QUOTED PASSAGE:
Last Updated on

Probability is a field of mathematics that quantifies uncertainty.

It is undeniably a pillar of the field of machine learning, and many recommend it as a prerequisite subject to study prior to getting started. This is misleading advice, as probability makes more sense to a practitioner once they have the context of the applied machine learning process in which to interpret it.

In this post, you will discover why machine learning practitioners should study probabilities to improve their skills and capabilities.

After reading this post, you will know:

- Not everyone should learn probability; it depends where you are in your journey of learning machine learning.
- Many algorithms are designed using the tools and techniques from probability, such as Naive Bayes and Probabilistic Graphical Models.
- The maximum likelihood framework that underlies the training of many machine learning algorithms comes from the field of probability.

Discover bayes opimization, naive bayes, maximum likelihood, distributions, cross entropy, and much more in my new book, with 28 step-by-step tutorials and full Python source code.

Let’s get started.

## Overview

This tutorial is divided into seven parts; they are:

- Reasons to NOT Learn Probability
- Class Membership Requires Predicting a Probability
- Some Algorithms Are Designed Using Probability
- Models Are Trained Using a Probabilistic Framework
- Models Can Be Tuned With a Probabilistic Framework
- Probabilistic Measures Are Used to Evaluate Model Skill
- One More Reason

## Reasons to NOT Learn Probability

Before we go through the reasons that you should learn probability, let’s start off by taking a small look at the reason why you should not.

I think you should not study probability if you are just getting started with applied machine learning.

**It’s not required**. Having an appreciation for the abstract theory that underlies some machine learning algorithms is not required in order to use machine learning as a tool to solve problems.**It’s slow**. Taking months to years to study an entire related field before starting machine learning will delay you achieving your goals of being able to work through predictive modeling problems.**It’s a huge field**. Not all of probability is relevant to theoretical machine learning, let alone applied machine learning.

I recommend a breadth-first approach to getting started in applied machine learning.

I call this the results-first approach. It is where you start by learning and practicing the steps for working through a predictive modeling problem end-to-end (e.g. how to get results) with a tool (such as scikit-learn and Pandas in Python).

This process then provides the skeleton and context for progressively deepening your knowledge, such as how algorithms work and, eventually, the math that underlies them.

After you know how to work through a predictive modeling problem, let’s look at why you should deepen your understanding of probability.

### Want to Learn Probability for Machine Learning

Take my free 7-day email crash course now (with sample code).

Click to sign-up and also get a free PDF Ebook version of the course.

## 1. Class Membership Requires Predicting a Probability

Classification predictive modeling problems are those where an example is assigned a given label.

An example that you may be familiar with is the iris flowers dataset where we have four measurements of a flower and the goal is to assign one of three different known species of iris flower to the observation.

We can model the problem as directly assigning a class label to each observation.

**Input**: Measurements of a flower.**Output**: One iris species.

A more common approach is to frame the problem as a probabilistic class membership, where the probability of an observation belonging to each known class is predicted.

PROMPT A: Render the sentence "Probability is a field of mathematics that quantifies uncertainty." from the probability article into French.
PROMPT B: Quote everything in the probability article from the words "Take my free" down to the words "One iris species.".
PROMPT C:
Answer these questions from the probability article:
(i) Into how many parts is the tutorial divided?
(ii) How many measurements of a flower does the iris flowers dataset provide?
(iii) Which tools in Python are given as examples for the results-first approach?

GIVEN DATA:
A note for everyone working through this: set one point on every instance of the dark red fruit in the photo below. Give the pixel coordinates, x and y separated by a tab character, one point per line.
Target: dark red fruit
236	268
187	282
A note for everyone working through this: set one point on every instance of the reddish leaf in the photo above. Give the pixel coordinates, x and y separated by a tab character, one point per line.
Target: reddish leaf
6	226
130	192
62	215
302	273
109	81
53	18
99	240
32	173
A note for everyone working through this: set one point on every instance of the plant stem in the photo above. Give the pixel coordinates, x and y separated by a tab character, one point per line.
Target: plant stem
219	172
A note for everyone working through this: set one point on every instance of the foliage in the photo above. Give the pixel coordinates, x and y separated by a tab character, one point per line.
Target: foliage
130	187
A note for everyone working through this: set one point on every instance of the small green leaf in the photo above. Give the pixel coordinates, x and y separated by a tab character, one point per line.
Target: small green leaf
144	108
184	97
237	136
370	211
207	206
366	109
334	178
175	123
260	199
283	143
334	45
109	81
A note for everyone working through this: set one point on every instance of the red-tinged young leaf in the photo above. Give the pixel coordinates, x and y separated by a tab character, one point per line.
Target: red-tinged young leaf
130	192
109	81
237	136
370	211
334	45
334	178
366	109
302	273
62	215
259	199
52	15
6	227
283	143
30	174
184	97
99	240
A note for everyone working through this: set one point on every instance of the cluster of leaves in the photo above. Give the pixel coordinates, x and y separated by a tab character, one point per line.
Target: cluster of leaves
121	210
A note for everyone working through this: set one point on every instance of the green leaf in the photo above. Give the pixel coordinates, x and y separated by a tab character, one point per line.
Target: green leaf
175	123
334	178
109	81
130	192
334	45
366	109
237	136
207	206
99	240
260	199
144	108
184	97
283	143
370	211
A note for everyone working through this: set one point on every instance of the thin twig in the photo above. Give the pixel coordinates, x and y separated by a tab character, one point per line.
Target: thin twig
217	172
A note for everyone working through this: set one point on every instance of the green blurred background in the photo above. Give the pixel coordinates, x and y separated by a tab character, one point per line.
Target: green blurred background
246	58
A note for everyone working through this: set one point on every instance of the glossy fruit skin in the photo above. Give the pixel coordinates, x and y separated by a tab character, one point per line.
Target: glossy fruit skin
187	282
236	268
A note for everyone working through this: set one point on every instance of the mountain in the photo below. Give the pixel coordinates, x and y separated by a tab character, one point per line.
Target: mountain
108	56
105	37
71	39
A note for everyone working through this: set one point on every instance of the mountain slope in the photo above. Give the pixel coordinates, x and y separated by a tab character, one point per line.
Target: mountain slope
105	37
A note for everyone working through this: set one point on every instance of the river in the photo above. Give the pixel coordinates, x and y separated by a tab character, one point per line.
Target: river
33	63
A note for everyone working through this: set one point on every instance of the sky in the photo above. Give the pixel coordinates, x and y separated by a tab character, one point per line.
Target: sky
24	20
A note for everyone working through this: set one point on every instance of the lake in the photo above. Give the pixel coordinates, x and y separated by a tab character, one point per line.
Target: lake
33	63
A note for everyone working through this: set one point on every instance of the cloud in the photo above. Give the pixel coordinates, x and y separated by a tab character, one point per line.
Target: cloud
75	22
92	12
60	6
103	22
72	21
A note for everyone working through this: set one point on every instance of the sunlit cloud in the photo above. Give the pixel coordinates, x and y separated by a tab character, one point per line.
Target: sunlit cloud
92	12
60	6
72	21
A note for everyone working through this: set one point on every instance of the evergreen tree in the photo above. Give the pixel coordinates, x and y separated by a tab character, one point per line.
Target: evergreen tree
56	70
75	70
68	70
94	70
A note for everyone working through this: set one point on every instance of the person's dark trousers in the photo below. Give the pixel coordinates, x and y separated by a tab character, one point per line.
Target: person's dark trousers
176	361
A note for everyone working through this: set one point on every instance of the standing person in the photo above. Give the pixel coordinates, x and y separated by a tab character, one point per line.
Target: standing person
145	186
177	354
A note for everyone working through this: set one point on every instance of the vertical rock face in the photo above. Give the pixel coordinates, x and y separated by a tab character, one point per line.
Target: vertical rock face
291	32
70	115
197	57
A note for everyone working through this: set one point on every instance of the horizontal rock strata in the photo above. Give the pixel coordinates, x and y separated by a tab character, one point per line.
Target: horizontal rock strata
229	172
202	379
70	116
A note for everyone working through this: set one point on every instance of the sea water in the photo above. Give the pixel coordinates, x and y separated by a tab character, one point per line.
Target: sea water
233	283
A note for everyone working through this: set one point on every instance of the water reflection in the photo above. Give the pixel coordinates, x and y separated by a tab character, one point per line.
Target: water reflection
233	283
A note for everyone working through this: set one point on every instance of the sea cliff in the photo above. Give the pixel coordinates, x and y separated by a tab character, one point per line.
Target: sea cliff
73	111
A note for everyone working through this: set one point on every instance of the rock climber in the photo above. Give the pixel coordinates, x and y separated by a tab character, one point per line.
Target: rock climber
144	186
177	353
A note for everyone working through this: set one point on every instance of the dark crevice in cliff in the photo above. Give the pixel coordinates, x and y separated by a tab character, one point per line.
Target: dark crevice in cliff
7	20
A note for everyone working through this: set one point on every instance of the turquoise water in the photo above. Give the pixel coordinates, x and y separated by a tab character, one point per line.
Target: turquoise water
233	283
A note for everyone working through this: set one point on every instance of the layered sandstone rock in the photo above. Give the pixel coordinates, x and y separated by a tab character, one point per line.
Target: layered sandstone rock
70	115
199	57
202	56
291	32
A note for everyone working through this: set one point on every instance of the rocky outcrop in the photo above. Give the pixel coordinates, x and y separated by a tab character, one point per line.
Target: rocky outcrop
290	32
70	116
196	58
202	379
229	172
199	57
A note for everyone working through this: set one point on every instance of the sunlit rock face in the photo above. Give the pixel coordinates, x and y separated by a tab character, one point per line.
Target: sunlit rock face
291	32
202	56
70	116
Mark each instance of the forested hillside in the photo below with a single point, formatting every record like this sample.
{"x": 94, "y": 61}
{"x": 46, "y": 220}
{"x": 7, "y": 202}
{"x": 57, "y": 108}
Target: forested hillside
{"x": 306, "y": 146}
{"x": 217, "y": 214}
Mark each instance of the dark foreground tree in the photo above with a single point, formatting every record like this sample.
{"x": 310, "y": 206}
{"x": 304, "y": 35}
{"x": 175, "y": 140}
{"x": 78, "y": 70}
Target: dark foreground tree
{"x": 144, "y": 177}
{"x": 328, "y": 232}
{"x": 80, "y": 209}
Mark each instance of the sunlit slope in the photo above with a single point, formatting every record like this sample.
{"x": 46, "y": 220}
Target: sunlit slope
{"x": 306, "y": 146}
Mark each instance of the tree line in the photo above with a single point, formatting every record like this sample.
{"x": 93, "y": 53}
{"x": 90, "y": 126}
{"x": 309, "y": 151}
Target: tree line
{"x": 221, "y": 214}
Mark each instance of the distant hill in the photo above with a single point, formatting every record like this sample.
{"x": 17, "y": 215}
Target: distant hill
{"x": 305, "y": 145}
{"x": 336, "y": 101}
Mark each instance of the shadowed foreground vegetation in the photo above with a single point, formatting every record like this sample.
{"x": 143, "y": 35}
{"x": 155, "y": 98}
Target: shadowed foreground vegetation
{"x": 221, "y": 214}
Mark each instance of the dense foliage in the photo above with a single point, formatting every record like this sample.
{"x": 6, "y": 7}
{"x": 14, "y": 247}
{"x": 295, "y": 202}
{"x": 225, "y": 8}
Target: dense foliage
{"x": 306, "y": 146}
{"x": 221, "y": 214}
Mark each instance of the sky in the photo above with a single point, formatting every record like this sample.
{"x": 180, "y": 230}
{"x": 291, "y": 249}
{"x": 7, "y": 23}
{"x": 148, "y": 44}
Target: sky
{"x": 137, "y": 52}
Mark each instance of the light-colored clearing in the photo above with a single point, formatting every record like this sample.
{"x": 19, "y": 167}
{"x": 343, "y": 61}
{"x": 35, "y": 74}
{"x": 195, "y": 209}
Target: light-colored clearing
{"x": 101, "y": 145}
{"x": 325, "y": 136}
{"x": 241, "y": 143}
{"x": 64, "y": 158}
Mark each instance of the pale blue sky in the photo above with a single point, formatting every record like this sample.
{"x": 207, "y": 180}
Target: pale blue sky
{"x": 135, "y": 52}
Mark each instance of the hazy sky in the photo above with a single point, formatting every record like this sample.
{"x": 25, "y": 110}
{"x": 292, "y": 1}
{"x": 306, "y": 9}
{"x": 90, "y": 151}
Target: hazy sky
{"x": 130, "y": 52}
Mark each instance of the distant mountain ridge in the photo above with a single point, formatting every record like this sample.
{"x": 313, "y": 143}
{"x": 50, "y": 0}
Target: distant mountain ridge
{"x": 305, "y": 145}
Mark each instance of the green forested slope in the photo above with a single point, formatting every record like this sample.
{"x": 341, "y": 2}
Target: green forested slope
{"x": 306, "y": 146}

FULL SOLUTION A: La probabilité est un domaine des mathématiques qui quantifie l'incertitude.

FULL SOLUTION B:
Take my free 7-day email crash course now (with sample code).

Click to sign-up and also get a free PDF Ebook version of the course.

## 1. Class Membership Requires Predicting a Probability

Classification predictive modeling problems are those where an example is assigned a given label.

An example that you may be familiar with is the iris flowers dataset where we have four measurements of a flower and the goal is to assign one of three different known species of iris flower to the observation.

We can model the problem as directly assigning a class label to each observation.

**Input**: Measurements of a flower.**Output**: One iris species.

FULL SOLUTION C:
(i) Seven.
(ii) Four.
(iii) Scikit-learn and Pandas.